■ **Exercise brief**: Write out every line of the material below without changing a single character.

(Dataset items)
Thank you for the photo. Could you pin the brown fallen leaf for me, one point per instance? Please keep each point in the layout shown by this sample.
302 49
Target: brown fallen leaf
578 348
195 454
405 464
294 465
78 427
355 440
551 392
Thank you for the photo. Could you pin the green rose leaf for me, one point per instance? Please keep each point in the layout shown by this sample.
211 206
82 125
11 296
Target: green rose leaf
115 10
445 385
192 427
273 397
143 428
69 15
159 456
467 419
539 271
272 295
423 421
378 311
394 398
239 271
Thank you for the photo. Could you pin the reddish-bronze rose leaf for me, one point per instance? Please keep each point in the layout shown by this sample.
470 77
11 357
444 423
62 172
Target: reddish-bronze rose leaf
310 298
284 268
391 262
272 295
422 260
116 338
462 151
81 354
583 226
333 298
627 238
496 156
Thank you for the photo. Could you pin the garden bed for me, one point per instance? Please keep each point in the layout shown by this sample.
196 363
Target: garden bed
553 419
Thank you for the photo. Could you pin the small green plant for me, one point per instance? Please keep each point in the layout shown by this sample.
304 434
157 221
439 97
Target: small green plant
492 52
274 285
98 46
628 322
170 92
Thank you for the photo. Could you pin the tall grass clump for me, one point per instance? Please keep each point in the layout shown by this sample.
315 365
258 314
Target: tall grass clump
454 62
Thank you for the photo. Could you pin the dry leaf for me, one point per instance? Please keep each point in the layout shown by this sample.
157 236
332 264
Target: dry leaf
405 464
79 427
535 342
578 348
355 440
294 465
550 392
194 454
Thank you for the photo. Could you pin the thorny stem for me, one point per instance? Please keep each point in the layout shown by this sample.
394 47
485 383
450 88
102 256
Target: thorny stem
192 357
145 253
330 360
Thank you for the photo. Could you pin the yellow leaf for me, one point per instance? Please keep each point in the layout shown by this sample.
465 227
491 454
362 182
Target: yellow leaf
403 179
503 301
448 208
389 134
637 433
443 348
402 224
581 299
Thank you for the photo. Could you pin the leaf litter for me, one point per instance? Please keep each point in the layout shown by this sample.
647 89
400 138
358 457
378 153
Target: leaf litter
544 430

■ **Response**:
Thank you for the photo. Could you pin the brown fallen leaf for me, one point per instance? Please keep each point in the layout shown by this sample.
302 49
Target: brown fallen leaf
578 348
195 454
405 464
294 465
78 427
355 440
551 392
Thank you for the photo. Could you pin the green rose leaf for me, one point per instance? Please keep each point in the layout shown by this sample.
211 206
82 125
11 296
Target: green rose leaf
115 10
445 385
192 427
273 397
143 428
69 15
159 456
467 419
539 271
272 295
423 421
378 311
394 398
239 271
Thank you for the photo. Could you pin the reddish-bronze rose leaf for me, one point per instance? Please keep each point in the layout shown by this sample.
470 77
11 357
444 423
62 172
Target: reddish-bronze rose leaf
310 298
284 268
391 262
272 295
422 260
116 338
462 151
81 354
583 226
333 298
627 238
496 156
Thank you for the photo. Could you pin the garden bed for me, one point per instance? Please keep each point in the layout shown by this sample.
196 363
Target: garden bed
553 419
Thank you for the photo. Could you pin the small green plant for me, one point per instance? Please keep each point in the layout shown by this sample.
304 434
157 221
439 97
Target: small green plant
492 52
274 285
98 46
628 322
170 92
Thank you for the photo. Could you pin the tall grass clump for me, one point per instance? Please keep each point in the layout shown by this sample.
315 365
258 314
Target: tall grass clump
454 62
Thank you for the photo. Could you pin the dry leaf for me, one point per instance? Please keep each point in the layout shown by this sample.
157 236
332 264
Target: dry leaf
405 464
79 427
535 342
578 348
355 440
294 465
550 392
194 454
Thank you for the photo. Could you pin the thorny stem for me, one point per instance? Please keep each point in the layout shown by this sample.
394 47
485 383
450 88
102 256
Target: thorny stem
192 357
145 253
330 360
Thank you for the photo. Could you pin the yellow leaf for me, one point per instance? Please keep each point in the layout shown by this sample.
465 227
491 454
362 182
Target: yellow leaf
403 179
503 301
448 208
389 134
637 433
443 348
402 224
581 299
Thank you for the photo. Could you pin the leaf litter for me, one point per instance? Please keep each point in the layout shown by this sample.
647 89
400 138
358 457
378 153
Target: leaf litter
544 430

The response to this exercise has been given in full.